→ Excerpt:
• • • • •

Some changes are close at hand. The University of Washington and the University of Minnesota have both instituted dental aid therapist programs to train students with nothing more than a high school education to deliver dental care in under-served areas. This 2-year program adds $65,000 to $85,000 per student in additional revenue to university coffers. Its graduates are permitted to provide multiple dental procedures under the supervision of a licensed dentist, whose only requirement is to be accessible by phone or internet. It has been reported that the average salary for therapists in the University of Washington program operating in Alaska is $33,000.
Today, dental therapists are restricted to underserved areas. Tomorrow, that might not be the case. As insurance companies continue to pressure fees downward, it is conceivable that corporate dental offices will replace licensed dentists with dental therapists to substantially reduce costs. Insurance companies would support this change and partner with corporate dental care companies to underwrite program development and tuition to help more schools graduate more therapists. While we cannot predict the level of care these changes might bring, many dentists could be forced to close their practices and recent graduates might find fewer opportunities. This might reduce dental school enrollment, with more laboratory work going offshore. Domestic dental laboratories of all sizes would have their ranks thinned, as a greater percentage of laboratory work would also move offshore. Manufacturers and distributors would have their profit margins further eroded by the expansion of corporate dentistry that would also buy direct or establish its own distribution chains.
There Is Hope In Us
The changes at our doorsteps are not the results of an evil invasion. In fact, the activities are being driven by very bright business people who are providing us with a unique opportunity to learn how to better compete. Consequently, today, we find our industry at a crossroads. Do nothing, and nothing will remain the same. Alternatively, we can use proven business methods to help restructure our industry and re-educate consumers about the true value of personal and private dental care. Incumbent upon us is to establish an industry leadership with one vision and one voice that addresses the common good. We need to define [for consumers] the proper perspective with regard to dental insurance and its value in the context of their care. We need to help independent businesses within the dental profession establish more efficient business models in order to contain costs without sacrificing quality. And finally, we need to commit to a message for all to hear that dentistry is owned by us to benefit patients, a responsibility that no other industry has the legitimate right to claim.
Today, there is only one voice speaking to consumers, and it doesn’t come from dentistry. The only remaining question is this: Will our industry find its voice and rise to the challenge?

• • • • •

→ Data for review:
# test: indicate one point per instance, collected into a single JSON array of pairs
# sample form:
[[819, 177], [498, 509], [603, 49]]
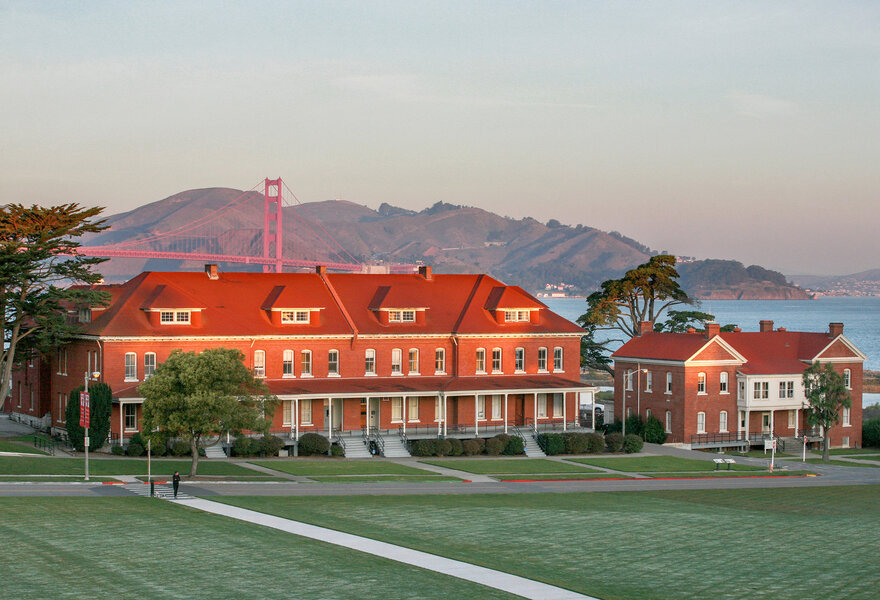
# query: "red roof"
[[237, 304]]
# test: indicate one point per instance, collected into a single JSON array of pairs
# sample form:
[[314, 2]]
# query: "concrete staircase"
[[394, 447], [215, 451]]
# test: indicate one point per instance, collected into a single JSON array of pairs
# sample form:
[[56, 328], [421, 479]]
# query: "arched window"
[[287, 363]]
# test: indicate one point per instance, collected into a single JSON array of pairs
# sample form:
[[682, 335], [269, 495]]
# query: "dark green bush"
[[575, 442], [632, 443], [595, 443], [312, 444], [654, 433], [134, 449], [424, 447], [551, 443], [444, 447], [270, 445], [180, 448], [515, 445], [471, 447], [614, 442]]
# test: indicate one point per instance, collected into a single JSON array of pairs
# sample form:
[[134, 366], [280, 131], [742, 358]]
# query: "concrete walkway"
[[512, 584]]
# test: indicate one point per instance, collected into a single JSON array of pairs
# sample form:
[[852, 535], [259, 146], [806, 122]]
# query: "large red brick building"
[[415, 354], [711, 389]]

• • • • •

→ Task requirements:
**a.** According to the excerpt on dental therapists, what is the reported average salary for therapists in the University of Washington program operating in Alaska?
**b.** In the excerpt on dental therapists, rewrite everything from "Some changes are" down to "Alaska is $33,000.", swapping "high school education" for "secondary school education".

→ Outputs by task:
**a.** $33,000

**b.**
Some changes are close at hand. The University of Washington and the University of Minnesota have both instituted dental aid therapist programs to train students with nothing more than a secondary school education to deliver dental care in under-served areas. This 2-year program adds $65,000 to $85,000 per student in additional revenue to university coffers. Its graduates are permitted to provide multiple dental procedures under the supervision of a licensed dentist, whose only requirement is to be accessible by phone or internet. It has been reported that the average salary for therapists in the University of Washington program operating in Alaska is $33,000.